WHAT IS NEEDED = In the post on Hollywood and the blogosphere, why does the writer think studios are probably better off not offering early screenings to bloggers? Answer in one to three sentences.

SELECTED PASSAGE =

Hollywood vs. The Blogosphere: A Mutual Misunderstanding

In the past few weeks I’ve researched the evolution of numerous elements of the film industry; this week I want to examine the fascinating correlation between the blogosphere and Hollywood. Every second of everyday someone is blogging about the film industry. From box office analysis to film reviews, the business and lifestyle of Hollywood continues to dominate the interests of amateur writers across the globe. What affect has this medium that allows for instant worldwide dispersion of commentary had on the film industry?

Steven Zeitchik of the Hollywood Reporter explains in his article, Non-Screening are the new screening, that films that go unseen prior to their worldwide debut may have an advantage over films that are reviewed before they open. In the article Zeitchik refers to the conscious marketing strategy of “The Curious Case of Benjamin Button.” By not offering early screenings of the film to semi-professionals and non-professional writers, these authors are forced to blog about how much they wish they could see the movie. While this strategy does not lead to an increase in optimism for the film, it does preemptively stop the spread of undesirable publicity and coverage. Patrick Goldstein of the LA Times also chose to write about the "viral nature" of the blogging medium. Goldstein however chose to comment on the negative effects it has had on Hollywood reporting. In his article, Blogger attacked by (gasp) other bloggers!, Goldstein takes aim at the shameless and unsubstantiated articles that so called credible bloggers put out on a daily basis. In an age dominated by the desire for instant gratification bloggers have been only too happy to appease. Using a real life example, Goldstein shows how even professional writers have traded in their integrity for the opportunity to be the first to break a story. The major downside to the blogging medium is how it promotes a lack of virtue and accountability from writers. Gossip is entertaining and it attracts readers and subscribers. The act of passing on gossip, rumors and unprofessional reviews as reliable intelligence has become an epidemic spreading across the Internet and the blogosphere.

“Non-Screenings are the new screenings”

Mr. Zeitchik thank you for your insightful perspective on perhaps a new trend in Hollywood. It has become the norm to see reviews and advertising for big budget films months before they open and this certainly has not been the situation for “The Curious Case of Benjamin Button”. The blogging medium has influenced many features of our culture and as you and others have pointed out the film industry has also been forced to react. I think Hollywood is now aware of the influential power of the blogging world and until they can find a way to control the medium, it is probably better to not indulge bloggers and offer early screenings for films. A negative review can spread across the Internet extremely fast and be seen by millions of viewers. Hollywood formerly operated with the understanding that any publicity is good publicity. I do not think that is the case any more. Consumers now tend to unquestionably believe negative reviews. The principal drawback to blogs is the lack of accountability and authority from the writers. Personally I find it hard to separate reviews from credible and professional critics and regular unprofessional consumers who paid the same twelve dollars to see the movie as everyone else. However this is not a completely negative phenomenon. For years a majority of consumers felt those being paid to critique films did not represent their tastes and now people can read reviews from real people who they can relate to. What I think will be most interesting about this new covert marketing scheme is if it is a damage control tactic or if the movie is actually good. Your opinion on this new marketing trend and its causes creates an excellent forum for discussion. I appreciate your continued effort that you put forth in your blog and eagerly await future posts on the evolution of Hollywood. I have a few general questions about this topic that I would love to hear your opinion on. Do you think the blogosphere has been overall damaging to the success of some films? Do you believe we will start to see the stealthy marketing scheme used by “Button” on other big films? Are we seeing the end of early screenings for critics?

Entries drawn from a collection:
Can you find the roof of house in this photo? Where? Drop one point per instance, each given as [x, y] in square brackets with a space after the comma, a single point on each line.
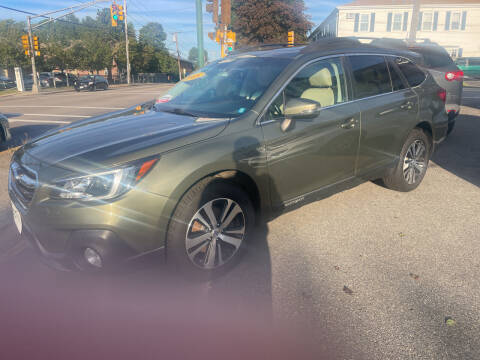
[410, 2]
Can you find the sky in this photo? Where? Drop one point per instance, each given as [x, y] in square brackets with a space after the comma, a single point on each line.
[174, 15]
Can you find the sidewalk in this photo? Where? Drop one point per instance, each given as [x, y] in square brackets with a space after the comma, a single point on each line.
[49, 91]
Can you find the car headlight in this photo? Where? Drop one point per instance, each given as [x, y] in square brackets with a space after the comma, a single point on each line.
[103, 185]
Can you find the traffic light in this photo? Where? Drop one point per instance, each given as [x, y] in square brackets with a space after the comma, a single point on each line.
[120, 13]
[291, 38]
[26, 44]
[114, 14]
[231, 37]
[36, 44]
[226, 12]
[212, 7]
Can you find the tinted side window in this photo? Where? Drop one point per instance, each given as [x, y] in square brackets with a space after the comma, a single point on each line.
[370, 75]
[322, 81]
[412, 73]
[397, 81]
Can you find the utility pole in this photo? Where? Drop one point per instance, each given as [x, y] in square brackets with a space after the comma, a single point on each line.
[175, 36]
[35, 89]
[414, 23]
[126, 42]
[201, 58]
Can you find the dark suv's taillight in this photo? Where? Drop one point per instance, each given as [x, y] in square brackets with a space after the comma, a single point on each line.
[454, 75]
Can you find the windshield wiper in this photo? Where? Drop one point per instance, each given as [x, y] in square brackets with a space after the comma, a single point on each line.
[179, 111]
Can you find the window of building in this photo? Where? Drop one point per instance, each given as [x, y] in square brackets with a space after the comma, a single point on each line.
[364, 22]
[455, 22]
[427, 21]
[397, 22]
[323, 82]
[371, 75]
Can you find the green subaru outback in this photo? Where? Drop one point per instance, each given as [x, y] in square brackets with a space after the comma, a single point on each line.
[247, 135]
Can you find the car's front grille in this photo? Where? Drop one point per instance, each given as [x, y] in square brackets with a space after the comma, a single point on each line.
[24, 182]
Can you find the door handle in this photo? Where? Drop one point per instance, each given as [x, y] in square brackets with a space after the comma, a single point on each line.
[407, 106]
[348, 124]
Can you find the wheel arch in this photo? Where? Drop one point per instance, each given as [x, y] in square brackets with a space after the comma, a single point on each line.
[235, 176]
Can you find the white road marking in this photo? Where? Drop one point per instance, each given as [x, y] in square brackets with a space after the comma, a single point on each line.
[54, 115]
[39, 121]
[62, 106]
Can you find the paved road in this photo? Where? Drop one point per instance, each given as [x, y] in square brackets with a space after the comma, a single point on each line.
[32, 115]
[368, 273]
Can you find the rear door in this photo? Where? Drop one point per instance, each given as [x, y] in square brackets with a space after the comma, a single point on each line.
[315, 152]
[388, 108]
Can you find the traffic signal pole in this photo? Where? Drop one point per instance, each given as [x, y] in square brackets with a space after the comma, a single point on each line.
[126, 42]
[35, 89]
[201, 58]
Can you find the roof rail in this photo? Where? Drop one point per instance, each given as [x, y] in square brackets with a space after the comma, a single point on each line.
[261, 47]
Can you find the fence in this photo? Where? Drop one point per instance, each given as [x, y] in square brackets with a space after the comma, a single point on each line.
[143, 78]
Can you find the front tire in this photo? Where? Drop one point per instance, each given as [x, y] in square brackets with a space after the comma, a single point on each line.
[208, 231]
[451, 125]
[412, 164]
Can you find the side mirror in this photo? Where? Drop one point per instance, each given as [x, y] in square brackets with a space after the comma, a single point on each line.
[297, 109]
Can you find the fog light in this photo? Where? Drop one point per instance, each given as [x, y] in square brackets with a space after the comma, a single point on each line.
[92, 257]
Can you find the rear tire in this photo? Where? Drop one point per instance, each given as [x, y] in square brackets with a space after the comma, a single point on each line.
[412, 164]
[193, 237]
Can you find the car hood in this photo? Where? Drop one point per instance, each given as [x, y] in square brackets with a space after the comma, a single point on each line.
[119, 137]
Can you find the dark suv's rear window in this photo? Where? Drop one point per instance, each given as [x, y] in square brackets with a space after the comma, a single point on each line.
[412, 73]
[371, 75]
[434, 58]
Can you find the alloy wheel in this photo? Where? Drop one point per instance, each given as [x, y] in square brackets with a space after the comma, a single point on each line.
[215, 233]
[414, 163]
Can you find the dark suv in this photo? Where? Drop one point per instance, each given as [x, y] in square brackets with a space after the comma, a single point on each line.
[244, 136]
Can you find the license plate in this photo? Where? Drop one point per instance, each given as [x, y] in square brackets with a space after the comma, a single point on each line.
[17, 218]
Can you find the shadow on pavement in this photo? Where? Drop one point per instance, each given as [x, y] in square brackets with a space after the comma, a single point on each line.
[460, 152]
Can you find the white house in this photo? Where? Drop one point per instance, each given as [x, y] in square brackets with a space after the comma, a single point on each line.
[453, 24]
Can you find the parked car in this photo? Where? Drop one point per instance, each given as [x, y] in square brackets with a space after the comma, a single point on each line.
[61, 79]
[91, 83]
[46, 79]
[243, 137]
[4, 131]
[438, 62]
[470, 67]
[6, 83]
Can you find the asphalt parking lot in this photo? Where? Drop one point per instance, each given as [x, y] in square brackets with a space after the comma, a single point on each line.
[367, 273]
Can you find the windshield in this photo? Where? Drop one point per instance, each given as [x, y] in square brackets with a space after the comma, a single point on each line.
[225, 88]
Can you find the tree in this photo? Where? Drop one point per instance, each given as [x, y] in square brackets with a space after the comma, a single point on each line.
[193, 55]
[152, 34]
[268, 21]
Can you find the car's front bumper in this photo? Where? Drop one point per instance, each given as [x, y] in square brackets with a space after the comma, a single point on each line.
[119, 232]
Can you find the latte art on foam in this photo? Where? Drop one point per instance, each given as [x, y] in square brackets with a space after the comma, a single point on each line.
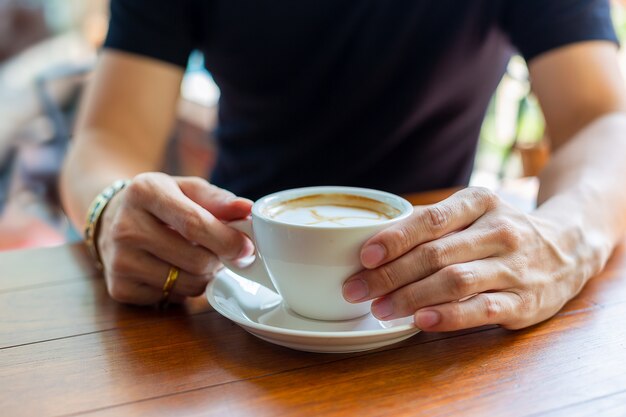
[329, 216]
[331, 210]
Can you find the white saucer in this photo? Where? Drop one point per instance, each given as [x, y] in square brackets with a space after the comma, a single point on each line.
[262, 313]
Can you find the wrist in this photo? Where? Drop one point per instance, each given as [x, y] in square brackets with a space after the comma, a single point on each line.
[95, 215]
[585, 249]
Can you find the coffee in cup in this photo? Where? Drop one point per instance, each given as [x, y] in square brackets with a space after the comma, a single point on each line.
[308, 242]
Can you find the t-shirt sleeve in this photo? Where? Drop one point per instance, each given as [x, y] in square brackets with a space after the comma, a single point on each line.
[159, 29]
[537, 26]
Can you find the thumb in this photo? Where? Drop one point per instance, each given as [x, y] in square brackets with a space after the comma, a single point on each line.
[221, 203]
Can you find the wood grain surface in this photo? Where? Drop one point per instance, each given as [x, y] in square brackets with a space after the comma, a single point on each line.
[67, 349]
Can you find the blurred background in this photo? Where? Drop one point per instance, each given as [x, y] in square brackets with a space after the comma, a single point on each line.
[47, 49]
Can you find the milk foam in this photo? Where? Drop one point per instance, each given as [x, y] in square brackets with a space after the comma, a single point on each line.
[329, 216]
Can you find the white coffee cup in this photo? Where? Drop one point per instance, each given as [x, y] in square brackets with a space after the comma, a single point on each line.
[308, 242]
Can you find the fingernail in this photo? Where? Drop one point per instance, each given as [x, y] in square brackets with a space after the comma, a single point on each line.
[247, 249]
[427, 318]
[372, 255]
[235, 199]
[382, 308]
[355, 290]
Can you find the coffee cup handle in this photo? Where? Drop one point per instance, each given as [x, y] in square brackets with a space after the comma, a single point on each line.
[255, 271]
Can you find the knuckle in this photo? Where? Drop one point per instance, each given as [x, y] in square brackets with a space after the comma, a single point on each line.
[190, 225]
[203, 265]
[455, 317]
[413, 301]
[118, 290]
[484, 196]
[437, 217]
[462, 280]
[122, 230]
[388, 278]
[435, 255]
[508, 235]
[140, 188]
[199, 286]
[493, 309]
[118, 265]
[399, 240]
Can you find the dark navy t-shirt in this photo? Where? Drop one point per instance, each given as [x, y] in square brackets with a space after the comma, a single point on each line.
[388, 94]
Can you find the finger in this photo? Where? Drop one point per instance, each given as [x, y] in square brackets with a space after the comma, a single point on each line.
[426, 224]
[221, 203]
[129, 291]
[465, 246]
[161, 196]
[143, 268]
[452, 283]
[480, 310]
[168, 245]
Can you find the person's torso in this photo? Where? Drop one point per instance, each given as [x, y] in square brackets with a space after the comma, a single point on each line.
[382, 94]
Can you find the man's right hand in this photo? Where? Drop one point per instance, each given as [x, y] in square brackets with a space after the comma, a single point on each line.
[159, 221]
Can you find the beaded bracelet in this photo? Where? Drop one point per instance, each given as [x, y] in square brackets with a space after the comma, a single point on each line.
[93, 216]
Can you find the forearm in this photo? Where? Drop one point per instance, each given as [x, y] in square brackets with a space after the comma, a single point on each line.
[93, 162]
[582, 191]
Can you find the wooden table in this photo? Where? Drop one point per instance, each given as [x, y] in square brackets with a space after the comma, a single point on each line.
[67, 349]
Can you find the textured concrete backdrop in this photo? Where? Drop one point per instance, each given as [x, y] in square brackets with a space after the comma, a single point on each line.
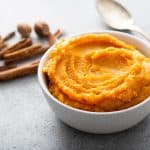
[26, 121]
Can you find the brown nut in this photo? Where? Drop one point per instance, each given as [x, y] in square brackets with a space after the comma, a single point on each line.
[24, 29]
[42, 29]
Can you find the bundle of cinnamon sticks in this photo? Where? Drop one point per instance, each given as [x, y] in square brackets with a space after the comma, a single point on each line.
[24, 49]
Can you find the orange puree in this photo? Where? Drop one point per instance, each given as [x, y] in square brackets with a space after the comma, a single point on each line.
[98, 72]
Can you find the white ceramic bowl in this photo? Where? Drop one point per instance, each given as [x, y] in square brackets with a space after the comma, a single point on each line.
[98, 122]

TASK RESPONSE = Hollywood has not yet found a way to control the blogging medium, and a negative review can spread across the Internet extremely fast and be seen by millions of viewers. The writer also believes any publicity is no longer good publicity, because consumers now tend to believe negative reviews without question.